-- start --

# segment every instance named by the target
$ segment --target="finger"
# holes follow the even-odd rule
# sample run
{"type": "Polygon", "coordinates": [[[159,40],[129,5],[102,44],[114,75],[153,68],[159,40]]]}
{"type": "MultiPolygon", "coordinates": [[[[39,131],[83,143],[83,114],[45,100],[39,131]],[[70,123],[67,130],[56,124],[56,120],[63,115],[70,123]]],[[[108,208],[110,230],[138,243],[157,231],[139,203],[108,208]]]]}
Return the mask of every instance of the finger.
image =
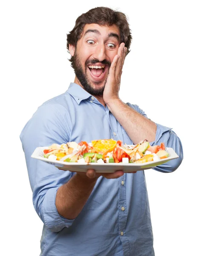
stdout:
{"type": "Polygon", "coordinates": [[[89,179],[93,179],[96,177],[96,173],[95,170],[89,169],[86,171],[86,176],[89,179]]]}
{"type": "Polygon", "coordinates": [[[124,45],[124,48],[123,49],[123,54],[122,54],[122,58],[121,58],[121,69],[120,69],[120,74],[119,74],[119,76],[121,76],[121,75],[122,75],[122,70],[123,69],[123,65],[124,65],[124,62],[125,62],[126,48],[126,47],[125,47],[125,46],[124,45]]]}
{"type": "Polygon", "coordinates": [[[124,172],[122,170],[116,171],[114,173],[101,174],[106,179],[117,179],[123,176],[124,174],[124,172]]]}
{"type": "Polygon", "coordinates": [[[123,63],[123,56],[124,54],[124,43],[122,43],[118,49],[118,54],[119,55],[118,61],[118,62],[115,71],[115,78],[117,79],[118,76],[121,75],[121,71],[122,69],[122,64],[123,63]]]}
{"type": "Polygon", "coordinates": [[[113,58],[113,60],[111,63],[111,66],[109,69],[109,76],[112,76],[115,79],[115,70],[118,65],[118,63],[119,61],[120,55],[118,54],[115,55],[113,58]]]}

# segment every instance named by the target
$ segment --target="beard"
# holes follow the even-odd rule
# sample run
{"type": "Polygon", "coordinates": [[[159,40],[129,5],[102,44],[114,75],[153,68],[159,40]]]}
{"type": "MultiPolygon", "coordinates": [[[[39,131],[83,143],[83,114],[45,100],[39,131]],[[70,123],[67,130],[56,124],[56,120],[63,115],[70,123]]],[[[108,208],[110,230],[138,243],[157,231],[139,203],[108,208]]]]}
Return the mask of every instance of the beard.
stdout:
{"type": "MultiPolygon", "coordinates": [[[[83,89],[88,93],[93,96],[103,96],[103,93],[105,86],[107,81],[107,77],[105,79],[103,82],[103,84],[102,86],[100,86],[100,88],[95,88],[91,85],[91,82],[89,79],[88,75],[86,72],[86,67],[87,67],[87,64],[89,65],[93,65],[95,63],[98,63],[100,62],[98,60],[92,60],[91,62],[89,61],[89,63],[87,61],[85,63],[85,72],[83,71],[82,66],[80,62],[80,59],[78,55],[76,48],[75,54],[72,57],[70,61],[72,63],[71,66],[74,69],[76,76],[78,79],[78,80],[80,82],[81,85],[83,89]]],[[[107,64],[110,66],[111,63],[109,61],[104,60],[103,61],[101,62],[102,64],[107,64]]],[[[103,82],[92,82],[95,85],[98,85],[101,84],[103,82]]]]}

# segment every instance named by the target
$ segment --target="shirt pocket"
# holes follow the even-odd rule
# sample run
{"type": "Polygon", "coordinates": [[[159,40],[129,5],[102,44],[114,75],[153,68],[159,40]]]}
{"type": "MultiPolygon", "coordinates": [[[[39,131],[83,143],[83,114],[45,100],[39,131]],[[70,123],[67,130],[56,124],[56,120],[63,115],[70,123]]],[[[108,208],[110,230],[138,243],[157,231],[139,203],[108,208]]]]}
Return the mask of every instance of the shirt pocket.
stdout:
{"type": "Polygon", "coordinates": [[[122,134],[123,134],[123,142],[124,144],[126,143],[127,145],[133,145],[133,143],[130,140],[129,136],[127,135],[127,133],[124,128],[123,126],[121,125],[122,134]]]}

-- end --

What is needed:
Show every line of the entries above that contains the word "finger", matching case exactly.

The completed task:
$ segment --target="finger"
Return the mask of every instance of the finger.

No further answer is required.